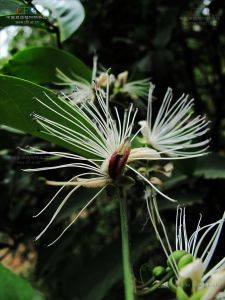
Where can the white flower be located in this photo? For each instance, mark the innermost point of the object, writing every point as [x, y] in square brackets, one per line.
[107, 141]
[174, 131]
[215, 284]
[196, 244]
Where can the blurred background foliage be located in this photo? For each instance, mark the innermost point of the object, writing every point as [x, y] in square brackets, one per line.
[174, 43]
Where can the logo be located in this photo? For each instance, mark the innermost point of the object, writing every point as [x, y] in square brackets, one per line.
[24, 10]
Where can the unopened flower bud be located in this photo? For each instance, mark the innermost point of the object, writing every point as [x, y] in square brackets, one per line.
[185, 260]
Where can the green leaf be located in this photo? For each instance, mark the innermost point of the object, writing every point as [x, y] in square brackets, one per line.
[103, 272]
[211, 167]
[17, 102]
[69, 15]
[38, 64]
[12, 287]
[9, 7]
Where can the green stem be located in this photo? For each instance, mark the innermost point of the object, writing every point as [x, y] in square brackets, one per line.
[127, 270]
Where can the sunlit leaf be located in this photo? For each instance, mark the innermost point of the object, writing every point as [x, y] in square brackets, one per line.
[17, 102]
[38, 64]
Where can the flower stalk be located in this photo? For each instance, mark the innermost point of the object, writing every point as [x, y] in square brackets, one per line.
[127, 268]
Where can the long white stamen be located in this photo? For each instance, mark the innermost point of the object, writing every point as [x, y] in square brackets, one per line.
[78, 215]
[149, 182]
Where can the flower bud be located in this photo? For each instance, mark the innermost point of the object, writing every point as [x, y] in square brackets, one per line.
[180, 294]
[175, 257]
[185, 260]
[158, 272]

┄┄┄┄┄┄┄┄┄┄

Try it = In the material above, find the line with "Where can the flower stalk"; then retype it and every line after it through the last, exactly as written.

Exercise solution =
Where can the flower stalk be located in this photo? For each instance, mark the innermost point of the object, writing every point as [x, y] in square brackets, one per line.
[127, 268]
Where can the long white stamen be located in this photo? For each instance, mark the innermost point of the object, writing every point as [x, y] in square brackets, one per line.
[78, 215]
[149, 182]
Where can the flower bud be located in this photo? For each instance, mark the innermost point of the object, writing every point as [x, y] in square brackets, one per line.
[180, 294]
[175, 257]
[185, 260]
[158, 272]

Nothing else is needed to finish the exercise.